• **RECORDS FOR THE EXERCISE**:
*** Begin section ***

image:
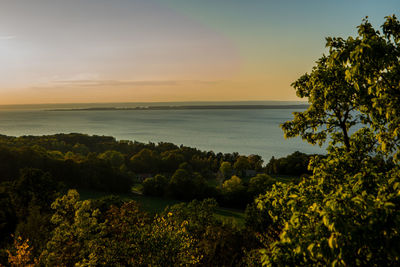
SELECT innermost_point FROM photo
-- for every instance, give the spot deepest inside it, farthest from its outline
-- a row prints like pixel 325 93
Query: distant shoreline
pixel 184 107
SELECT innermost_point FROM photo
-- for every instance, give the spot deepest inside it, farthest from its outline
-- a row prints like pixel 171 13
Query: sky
pixel 89 51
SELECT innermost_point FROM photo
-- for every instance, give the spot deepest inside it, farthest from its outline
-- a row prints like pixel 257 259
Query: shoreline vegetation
pixel 183 107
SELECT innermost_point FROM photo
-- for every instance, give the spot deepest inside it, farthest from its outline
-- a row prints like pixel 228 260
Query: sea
pixel 246 131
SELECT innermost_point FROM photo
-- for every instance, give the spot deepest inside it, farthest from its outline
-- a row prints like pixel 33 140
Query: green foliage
pixel 241 164
pixel 146 161
pixel 259 184
pixel 127 237
pixel 347 213
pixel 294 164
pixel 115 158
pixel 156 186
pixel 226 169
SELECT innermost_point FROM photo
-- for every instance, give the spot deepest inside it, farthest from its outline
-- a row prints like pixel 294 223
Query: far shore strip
pixel 184 107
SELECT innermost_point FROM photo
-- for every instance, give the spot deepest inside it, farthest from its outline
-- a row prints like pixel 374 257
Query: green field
pixel 155 205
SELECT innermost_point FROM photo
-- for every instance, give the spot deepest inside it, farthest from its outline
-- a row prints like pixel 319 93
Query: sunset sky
pixel 64 51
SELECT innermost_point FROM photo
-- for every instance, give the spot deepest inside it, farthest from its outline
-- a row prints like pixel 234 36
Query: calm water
pixel 244 131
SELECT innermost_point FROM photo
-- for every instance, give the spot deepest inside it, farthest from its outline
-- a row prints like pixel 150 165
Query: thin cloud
pixel 111 83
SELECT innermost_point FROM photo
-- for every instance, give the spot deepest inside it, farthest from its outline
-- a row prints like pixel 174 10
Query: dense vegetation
pixel 344 210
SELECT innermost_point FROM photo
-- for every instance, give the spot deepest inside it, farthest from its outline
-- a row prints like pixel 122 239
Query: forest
pixel 339 209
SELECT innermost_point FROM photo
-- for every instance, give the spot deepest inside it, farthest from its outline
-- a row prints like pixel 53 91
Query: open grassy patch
pixel 154 205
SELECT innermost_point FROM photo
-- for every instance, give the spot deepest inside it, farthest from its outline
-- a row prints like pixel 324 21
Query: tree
pixel 241 164
pixel 348 211
pixel 155 186
pixel 226 169
pixel 260 183
pixel 115 158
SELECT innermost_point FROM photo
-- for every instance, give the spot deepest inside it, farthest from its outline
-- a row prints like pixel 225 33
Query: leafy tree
pixel 145 161
pixel 259 184
pixel 234 192
pixel 115 158
pixel 226 169
pixel 241 164
pixel 255 162
pixel 348 211
pixel 156 186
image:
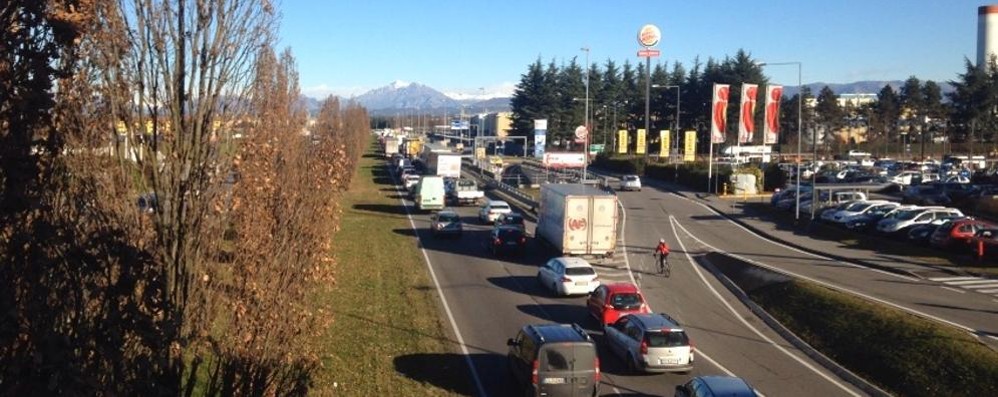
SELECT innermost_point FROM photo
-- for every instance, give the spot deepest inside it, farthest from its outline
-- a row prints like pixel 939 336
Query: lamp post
pixel 585 122
pixel 800 116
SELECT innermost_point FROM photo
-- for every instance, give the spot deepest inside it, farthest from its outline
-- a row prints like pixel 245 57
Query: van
pixel 430 193
pixel 554 360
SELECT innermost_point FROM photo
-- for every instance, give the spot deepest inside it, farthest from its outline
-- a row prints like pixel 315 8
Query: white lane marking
pixel 777 243
pixel 674 223
pixel 837 287
pixel 440 292
pixel 947 279
pixel 970 282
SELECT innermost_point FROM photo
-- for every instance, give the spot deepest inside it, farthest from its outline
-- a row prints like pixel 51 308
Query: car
pixel 611 301
pixel 568 276
pixel 554 360
pixel 914 216
pixel 630 182
pixel 958 232
pixel 491 210
pixel 513 219
pixel 715 386
pixel 446 222
pixel 507 240
pixel 650 342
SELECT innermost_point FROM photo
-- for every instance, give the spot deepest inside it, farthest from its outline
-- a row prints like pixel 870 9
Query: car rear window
pixel 626 301
pixel 579 271
pixel 667 339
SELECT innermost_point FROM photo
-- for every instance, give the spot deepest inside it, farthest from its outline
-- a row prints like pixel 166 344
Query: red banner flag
pixel 771 130
pixel 719 113
pixel 746 124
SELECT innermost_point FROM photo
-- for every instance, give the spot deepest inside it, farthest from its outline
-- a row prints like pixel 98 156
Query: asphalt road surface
pixel 488 299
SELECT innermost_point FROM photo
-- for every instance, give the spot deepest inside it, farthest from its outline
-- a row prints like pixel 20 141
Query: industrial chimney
pixel 987 34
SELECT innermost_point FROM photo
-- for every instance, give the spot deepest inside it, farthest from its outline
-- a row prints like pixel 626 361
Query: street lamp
pixel 585 148
pixel 800 116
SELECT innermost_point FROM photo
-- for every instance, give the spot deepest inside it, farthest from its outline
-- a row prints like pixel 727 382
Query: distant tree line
pixel 916 112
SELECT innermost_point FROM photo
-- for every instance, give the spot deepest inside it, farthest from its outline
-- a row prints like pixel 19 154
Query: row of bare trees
pixel 209 287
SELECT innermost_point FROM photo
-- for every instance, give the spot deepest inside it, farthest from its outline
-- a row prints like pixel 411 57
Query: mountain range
pixel 400 97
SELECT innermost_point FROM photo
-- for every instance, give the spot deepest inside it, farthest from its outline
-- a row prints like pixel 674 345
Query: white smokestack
pixel 987 33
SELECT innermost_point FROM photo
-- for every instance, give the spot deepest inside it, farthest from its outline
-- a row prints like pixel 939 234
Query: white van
pixel 430 193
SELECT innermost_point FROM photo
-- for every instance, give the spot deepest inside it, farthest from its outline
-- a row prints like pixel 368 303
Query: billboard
pixel 540 137
pixel 640 145
pixel 690 147
pixel 663 143
pixel 564 160
pixel 719 113
pixel 771 126
pixel 746 121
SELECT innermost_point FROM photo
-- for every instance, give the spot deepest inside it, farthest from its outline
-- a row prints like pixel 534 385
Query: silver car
pixel 650 342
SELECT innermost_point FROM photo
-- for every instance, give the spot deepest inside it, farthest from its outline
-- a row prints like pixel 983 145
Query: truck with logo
pixel 578 220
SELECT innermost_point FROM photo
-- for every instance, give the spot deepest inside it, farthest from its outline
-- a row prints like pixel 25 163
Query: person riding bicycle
pixel 662 250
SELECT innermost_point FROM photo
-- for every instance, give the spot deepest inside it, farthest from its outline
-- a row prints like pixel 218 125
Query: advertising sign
pixel 690 147
pixel 746 122
pixel 564 160
pixel 640 144
pixel 771 126
pixel 719 113
pixel 540 137
pixel 663 143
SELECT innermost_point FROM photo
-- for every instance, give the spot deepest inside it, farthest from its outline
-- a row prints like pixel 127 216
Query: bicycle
pixel 663 265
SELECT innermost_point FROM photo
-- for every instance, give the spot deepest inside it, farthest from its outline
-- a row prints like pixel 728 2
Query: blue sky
pixel 347 47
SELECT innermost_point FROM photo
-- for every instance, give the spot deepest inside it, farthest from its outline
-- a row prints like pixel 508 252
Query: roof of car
pixel 618 288
pixel 571 261
pixel 727 386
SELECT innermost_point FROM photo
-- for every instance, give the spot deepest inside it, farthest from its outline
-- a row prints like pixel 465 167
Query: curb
pixel 814 354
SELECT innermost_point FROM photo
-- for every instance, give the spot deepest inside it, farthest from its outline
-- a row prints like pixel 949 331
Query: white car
pixel 630 182
pixel 854 211
pixel 568 276
pixel 915 216
pixel 492 209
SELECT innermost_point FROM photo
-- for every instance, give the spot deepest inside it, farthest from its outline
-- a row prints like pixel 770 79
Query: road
pixel 489 299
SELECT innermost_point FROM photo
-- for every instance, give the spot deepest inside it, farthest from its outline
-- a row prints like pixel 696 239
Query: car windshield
pixel 625 301
pixel 667 339
pixel 579 271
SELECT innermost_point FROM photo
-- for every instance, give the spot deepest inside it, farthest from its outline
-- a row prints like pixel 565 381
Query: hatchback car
pixel 568 276
pixel 446 223
pixel 651 342
pixel 630 182
pixel 507 240
pixel 715 386
pixel 609 302
pixel 554 360
pixel 492 209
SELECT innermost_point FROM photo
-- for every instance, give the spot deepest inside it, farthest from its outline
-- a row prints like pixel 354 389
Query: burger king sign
pixel 649 35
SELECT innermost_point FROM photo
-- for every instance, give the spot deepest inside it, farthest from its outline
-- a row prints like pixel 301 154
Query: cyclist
pixel 662 250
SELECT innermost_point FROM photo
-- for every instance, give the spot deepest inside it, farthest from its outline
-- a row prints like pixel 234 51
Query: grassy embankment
pixel 387 330
pixel 904 354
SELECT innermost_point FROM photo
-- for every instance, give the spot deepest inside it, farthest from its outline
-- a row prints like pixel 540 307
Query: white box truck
pixel 578 220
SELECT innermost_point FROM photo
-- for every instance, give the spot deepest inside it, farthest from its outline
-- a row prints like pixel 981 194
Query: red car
pixel 611 301
pixel 957 233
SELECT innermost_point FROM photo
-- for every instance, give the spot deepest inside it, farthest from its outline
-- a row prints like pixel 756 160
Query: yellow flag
pixel 663 143
pixel 690 149
pixel 640 144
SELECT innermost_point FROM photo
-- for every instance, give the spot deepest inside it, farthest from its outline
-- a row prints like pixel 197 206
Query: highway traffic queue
pixel 578 221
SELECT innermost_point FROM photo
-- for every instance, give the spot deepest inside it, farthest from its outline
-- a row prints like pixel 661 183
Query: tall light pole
pixel 585 147
pixel 800 116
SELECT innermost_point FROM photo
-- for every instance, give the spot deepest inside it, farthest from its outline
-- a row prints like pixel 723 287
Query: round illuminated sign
pixel 649 35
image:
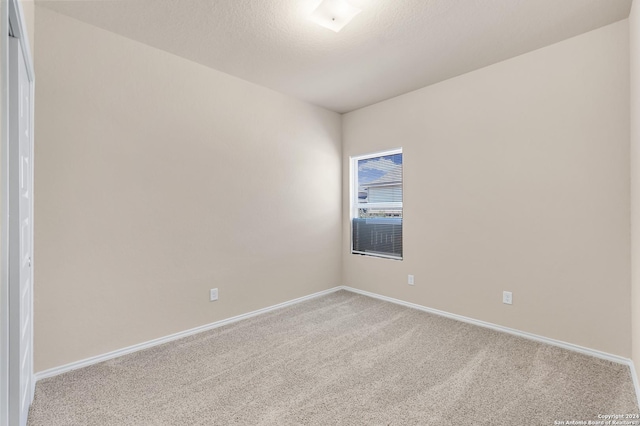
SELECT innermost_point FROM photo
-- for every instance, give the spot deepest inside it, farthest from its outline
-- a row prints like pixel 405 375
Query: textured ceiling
pixel 390 48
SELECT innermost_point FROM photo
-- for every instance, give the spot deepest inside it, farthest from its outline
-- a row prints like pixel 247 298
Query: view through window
pixel 376 213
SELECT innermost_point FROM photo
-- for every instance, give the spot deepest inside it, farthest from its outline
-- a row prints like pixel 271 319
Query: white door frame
pixel 11 19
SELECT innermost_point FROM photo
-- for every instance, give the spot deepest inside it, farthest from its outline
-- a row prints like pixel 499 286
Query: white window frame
pixel 354 206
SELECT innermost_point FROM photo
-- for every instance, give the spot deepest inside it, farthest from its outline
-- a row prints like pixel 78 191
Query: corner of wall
pixel 634 60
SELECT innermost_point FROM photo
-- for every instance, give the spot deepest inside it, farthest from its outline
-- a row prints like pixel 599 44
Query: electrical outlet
pixel 213 294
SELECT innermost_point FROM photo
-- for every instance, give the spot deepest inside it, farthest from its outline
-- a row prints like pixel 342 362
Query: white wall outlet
pixel 213 294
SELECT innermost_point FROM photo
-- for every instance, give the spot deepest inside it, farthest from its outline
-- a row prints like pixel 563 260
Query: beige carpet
pixel 341 359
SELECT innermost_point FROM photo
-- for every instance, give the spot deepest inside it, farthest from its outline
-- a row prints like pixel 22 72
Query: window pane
pixel 378 236
pixel 377 222
pixel 368 213
pixel 380 179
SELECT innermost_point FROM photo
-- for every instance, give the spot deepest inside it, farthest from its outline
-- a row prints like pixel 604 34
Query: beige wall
pixel 516 178
pixel 29 10
pixel 634 49
pixel 158 179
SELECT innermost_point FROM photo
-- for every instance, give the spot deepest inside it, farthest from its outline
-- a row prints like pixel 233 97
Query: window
pixel 376 204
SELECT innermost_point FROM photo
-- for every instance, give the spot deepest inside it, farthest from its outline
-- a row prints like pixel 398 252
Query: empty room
pixel 317 212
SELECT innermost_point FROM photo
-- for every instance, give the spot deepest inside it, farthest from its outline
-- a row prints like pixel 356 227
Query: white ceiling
pixel 391 47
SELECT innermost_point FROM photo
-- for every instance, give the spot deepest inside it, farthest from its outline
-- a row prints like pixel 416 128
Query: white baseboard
pixel 553 342
pixel 530 336
pixel 634 377
pixel 155 342
pixel 569 346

*** End section ***

• **WORK ITEM**: Look above for the line containing "-- a row prints like pixel 728 2" and the line containing "-- a row prints like pixel 508 252". Transcribe both, with the lines between them, exactly.

• **PROBLEM SOLUTION**:
-- a row prints like pixel 728 2
Query: blue sky
pixel 347 47
SELECT innermost_point FROM photo
-- for every instance, give the spot deepest inside it, farthest from its outline
-- a row prints like pixel 508 252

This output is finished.